AIM: Render the rows below as a JSON list of strings, one string per line and no blank lines, starting at the line that contains "Question. Indicate one point on each instance of the helmet" and ending at the line that contains "224), (154, 221)]". Include both of those lines.

Records:
— begin —

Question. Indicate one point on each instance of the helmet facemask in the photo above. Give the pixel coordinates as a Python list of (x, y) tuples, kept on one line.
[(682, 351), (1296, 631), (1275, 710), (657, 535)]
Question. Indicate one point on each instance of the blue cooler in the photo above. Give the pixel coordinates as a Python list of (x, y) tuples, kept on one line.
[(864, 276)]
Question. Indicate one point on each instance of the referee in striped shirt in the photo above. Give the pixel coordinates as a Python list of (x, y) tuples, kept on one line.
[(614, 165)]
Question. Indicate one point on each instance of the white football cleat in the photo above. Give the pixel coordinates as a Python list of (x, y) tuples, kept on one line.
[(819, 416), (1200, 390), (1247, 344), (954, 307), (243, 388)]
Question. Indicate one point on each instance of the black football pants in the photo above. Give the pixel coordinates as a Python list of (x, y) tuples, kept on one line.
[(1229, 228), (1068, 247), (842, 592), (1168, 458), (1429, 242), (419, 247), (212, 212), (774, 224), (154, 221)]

— end —
— begin —

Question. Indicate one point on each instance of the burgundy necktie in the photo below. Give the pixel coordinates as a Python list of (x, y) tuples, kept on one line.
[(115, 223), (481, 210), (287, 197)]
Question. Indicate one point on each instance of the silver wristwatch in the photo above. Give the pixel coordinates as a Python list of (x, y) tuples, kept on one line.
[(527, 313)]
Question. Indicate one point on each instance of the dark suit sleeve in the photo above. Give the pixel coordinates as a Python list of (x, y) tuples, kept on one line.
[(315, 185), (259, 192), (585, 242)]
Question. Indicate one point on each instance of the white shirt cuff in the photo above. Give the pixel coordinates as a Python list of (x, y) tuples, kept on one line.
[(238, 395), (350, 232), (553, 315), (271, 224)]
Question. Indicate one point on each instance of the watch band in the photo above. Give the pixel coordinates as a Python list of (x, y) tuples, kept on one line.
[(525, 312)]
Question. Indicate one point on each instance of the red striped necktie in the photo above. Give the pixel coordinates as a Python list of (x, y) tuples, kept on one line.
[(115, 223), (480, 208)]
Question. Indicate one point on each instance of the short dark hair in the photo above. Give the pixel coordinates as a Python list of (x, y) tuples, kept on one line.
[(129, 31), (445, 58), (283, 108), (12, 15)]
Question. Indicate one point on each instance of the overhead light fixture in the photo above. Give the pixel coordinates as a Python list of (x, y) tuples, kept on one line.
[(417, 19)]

— end —

OUTPUT OF THE EXERCISE:
[
  "Question. Indicate one point on each instance of the helmet facemask in the photo above. Give the pixel coordinates as a Python list of (x, y) tuples, kept on one line.",
  "[(682, 351), (1296, 631), (1275, 710), (657, 535)]",
  "Question. Indicate one point on each instance of the blue cooler in the photo above. Give the pixel coordinates as a Python list of (x, y) tuples, kept on one line.",
  "[(864, 276)]",
  "Question. Indicate one point on each instance of the referee in striped shirt in the photo above. Give the pixel coordinates as a Python list of (x, y) tuples, kept on one line.",
  "[(614, 165)]",
  "Question. Indicate one point on each instance of the white football cleat in the photo above. Give the pixel coordinates as a Python list of (x, y) tuples, kept on one line.",
  "[(819, 416), (1200, 390), (1247, 344), (954, 307), (243, 388)]",
  "Question. Indicate one point on each instance of the black football pants in the photo above. Give the pixel coordinates as a Python list of (x, y) tuples, kept on one line.",
  "[(1229, 228), (1068, 247), (842, 592), (1168, 458), (1429, 242), (419, 247), (212, 212), (774, 224), (154, 221)]"
]